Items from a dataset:
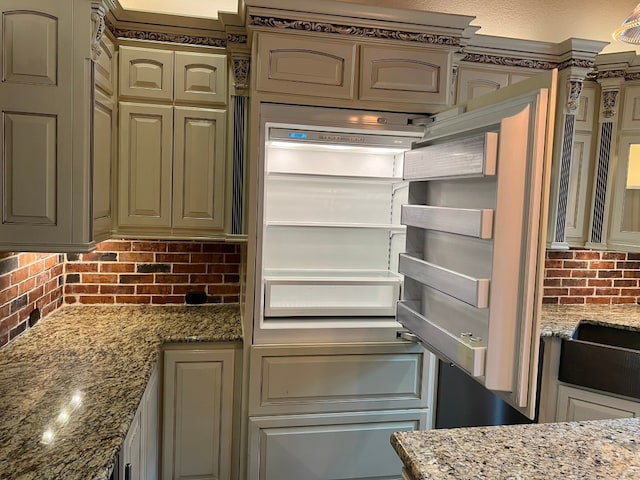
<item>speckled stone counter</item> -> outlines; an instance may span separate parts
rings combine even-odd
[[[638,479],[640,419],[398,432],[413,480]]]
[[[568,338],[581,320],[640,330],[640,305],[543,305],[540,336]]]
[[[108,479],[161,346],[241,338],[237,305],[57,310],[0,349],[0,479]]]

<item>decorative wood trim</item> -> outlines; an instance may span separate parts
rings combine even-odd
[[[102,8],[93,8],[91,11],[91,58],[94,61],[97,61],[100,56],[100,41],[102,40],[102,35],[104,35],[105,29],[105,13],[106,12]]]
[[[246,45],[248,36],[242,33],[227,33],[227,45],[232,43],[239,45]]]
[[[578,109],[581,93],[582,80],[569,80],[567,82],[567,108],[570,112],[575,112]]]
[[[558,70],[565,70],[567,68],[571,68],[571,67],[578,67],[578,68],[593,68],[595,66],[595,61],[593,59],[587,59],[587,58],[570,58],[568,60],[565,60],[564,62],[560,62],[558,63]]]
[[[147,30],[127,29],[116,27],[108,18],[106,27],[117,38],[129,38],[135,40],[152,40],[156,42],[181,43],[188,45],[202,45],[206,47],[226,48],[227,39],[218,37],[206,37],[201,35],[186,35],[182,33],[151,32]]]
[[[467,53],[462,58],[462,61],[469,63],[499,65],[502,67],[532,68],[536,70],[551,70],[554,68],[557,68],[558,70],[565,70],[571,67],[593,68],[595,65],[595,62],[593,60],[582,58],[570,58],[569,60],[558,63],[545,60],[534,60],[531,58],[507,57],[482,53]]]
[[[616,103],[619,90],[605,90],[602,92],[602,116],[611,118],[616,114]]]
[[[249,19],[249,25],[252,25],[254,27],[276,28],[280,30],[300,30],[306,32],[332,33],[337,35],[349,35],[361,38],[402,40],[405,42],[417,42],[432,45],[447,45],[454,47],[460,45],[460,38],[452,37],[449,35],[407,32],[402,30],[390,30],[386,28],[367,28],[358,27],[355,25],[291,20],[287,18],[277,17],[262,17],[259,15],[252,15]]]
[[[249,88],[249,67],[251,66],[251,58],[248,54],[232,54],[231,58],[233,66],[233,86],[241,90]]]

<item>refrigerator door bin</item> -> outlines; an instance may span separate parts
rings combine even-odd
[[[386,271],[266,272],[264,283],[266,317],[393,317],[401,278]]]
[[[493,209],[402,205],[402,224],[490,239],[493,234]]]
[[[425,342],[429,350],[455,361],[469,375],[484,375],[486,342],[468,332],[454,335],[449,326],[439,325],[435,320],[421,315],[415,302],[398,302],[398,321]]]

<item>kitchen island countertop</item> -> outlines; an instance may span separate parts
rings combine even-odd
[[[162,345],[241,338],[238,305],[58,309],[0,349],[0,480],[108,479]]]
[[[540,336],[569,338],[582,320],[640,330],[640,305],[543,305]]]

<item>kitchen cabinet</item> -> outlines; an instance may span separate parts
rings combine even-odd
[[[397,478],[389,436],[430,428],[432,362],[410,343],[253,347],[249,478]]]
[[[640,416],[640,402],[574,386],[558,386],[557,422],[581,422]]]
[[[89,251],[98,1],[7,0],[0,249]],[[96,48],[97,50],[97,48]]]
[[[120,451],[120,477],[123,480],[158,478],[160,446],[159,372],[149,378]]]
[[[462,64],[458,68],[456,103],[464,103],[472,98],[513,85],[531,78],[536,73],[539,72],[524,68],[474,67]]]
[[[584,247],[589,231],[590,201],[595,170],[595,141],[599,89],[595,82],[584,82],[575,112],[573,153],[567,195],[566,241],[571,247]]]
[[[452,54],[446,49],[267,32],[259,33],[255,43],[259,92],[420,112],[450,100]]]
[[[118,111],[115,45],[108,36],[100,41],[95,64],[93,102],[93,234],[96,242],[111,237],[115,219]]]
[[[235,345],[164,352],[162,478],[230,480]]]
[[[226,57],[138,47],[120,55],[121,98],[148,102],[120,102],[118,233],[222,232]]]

▶ [Assignment]:
Retype the entries above exactly, but only from the line containing "<item>kitchen island countertop</item>" through the line containing "<item>kitchen cabinet</item> ->", both included.

▶ [Exercise output]:
<item>kitchen island countertop</item> -> outlines; an instance may span separate parts
rings combine even-odd
[[[162,345],[241,338],[238,305],[58,309],[0,349],[0,480],[108,479]]]
[[[540,336],[569,338],[582,320],[640,330],[640,305],[543,305]]]

<item>kitchen cabinet</item> -> outlines; an instance may span separate parts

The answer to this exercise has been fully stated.